** Begin **

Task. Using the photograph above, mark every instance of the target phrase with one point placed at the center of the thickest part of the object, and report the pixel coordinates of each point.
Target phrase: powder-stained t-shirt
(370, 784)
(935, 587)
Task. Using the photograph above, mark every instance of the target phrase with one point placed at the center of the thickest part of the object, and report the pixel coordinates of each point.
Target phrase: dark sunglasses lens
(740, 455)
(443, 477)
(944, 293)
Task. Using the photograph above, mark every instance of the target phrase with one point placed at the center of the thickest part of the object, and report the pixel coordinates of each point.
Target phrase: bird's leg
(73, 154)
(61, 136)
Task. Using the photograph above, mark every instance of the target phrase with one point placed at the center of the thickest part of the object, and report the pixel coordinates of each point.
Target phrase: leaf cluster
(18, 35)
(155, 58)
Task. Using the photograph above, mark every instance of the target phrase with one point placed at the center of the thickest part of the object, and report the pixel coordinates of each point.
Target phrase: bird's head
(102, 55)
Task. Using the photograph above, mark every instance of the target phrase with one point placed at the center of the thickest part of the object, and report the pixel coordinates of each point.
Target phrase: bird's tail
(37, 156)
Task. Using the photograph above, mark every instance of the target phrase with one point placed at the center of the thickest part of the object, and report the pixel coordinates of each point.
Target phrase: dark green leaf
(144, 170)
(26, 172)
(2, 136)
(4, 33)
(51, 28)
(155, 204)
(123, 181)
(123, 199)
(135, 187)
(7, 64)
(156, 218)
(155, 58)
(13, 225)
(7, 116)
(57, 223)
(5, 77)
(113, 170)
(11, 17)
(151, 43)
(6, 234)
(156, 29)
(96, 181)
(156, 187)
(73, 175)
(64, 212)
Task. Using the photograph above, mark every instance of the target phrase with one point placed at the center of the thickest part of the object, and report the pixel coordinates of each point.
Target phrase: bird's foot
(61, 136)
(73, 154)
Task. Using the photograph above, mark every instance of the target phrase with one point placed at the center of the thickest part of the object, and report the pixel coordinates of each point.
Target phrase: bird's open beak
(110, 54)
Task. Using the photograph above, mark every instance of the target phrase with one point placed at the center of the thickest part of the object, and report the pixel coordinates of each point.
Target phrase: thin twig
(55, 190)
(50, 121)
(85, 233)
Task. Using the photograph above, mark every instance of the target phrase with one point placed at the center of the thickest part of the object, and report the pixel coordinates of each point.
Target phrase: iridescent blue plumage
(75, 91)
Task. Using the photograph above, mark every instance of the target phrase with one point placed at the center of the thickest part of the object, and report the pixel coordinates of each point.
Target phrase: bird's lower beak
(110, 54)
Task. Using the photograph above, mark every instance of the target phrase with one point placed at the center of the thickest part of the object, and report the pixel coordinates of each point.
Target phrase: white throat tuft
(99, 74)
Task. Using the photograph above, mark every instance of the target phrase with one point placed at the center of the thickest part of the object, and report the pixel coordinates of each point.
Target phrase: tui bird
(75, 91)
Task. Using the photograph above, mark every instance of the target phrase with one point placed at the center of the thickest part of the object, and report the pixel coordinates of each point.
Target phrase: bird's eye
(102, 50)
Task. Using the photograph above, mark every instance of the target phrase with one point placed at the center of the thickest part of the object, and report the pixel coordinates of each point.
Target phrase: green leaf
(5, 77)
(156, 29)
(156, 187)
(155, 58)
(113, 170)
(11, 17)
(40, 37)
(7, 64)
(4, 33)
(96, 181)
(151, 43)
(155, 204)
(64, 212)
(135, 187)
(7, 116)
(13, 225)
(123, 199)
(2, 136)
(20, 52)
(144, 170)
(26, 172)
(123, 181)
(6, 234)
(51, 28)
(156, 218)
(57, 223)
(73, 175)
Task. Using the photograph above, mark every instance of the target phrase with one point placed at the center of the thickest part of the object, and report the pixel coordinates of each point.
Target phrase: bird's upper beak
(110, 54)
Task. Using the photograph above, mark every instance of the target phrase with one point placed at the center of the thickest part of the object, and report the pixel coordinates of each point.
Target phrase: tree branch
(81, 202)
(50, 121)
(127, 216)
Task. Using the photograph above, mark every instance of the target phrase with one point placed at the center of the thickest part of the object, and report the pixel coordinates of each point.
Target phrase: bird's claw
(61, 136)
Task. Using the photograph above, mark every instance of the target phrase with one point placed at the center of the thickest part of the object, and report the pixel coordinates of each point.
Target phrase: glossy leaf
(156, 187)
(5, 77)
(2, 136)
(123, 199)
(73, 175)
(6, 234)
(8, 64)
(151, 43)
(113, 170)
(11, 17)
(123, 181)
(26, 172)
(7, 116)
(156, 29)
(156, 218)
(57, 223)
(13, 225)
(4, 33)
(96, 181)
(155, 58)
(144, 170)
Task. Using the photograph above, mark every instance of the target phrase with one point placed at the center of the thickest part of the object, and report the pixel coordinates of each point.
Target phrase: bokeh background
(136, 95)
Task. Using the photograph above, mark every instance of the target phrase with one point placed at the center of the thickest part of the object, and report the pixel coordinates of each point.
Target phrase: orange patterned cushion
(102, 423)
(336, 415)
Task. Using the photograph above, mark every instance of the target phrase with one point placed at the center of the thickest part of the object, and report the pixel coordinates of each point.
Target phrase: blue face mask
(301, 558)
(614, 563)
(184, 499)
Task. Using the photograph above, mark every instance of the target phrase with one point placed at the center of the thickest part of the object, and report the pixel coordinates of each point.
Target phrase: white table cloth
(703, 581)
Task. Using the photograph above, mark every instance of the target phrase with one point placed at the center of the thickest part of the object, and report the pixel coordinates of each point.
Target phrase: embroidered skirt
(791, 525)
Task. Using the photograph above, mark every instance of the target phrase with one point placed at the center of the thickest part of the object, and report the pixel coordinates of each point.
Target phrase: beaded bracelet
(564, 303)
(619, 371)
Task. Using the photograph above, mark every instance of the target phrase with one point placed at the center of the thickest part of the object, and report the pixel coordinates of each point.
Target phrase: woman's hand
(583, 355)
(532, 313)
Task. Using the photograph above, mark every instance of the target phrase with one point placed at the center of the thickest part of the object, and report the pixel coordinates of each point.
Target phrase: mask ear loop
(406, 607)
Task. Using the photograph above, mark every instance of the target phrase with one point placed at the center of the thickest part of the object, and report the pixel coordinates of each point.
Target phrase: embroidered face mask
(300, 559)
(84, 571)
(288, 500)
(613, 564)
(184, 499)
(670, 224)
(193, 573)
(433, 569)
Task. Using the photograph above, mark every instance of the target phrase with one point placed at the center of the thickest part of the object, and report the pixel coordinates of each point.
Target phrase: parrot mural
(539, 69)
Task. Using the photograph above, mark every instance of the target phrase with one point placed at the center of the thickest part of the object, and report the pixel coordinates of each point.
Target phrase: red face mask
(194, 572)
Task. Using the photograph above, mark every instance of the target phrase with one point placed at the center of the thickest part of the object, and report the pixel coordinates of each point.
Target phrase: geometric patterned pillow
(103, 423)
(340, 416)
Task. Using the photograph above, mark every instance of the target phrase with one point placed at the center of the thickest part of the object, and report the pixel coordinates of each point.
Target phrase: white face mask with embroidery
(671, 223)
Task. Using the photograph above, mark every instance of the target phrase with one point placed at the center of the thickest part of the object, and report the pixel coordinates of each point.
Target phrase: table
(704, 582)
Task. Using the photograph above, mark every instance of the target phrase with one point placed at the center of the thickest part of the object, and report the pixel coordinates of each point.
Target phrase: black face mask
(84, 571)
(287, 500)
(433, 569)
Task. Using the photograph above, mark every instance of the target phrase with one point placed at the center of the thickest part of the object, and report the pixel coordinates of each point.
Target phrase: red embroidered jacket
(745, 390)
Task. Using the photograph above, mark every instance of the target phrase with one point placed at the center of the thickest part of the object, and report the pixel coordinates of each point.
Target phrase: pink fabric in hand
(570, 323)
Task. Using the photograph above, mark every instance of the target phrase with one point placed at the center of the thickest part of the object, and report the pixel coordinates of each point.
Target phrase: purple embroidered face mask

** End **

Your task: Count the lines above that contain the string "table", with case taken into account, and reply with that number alone.

Response to this task: 2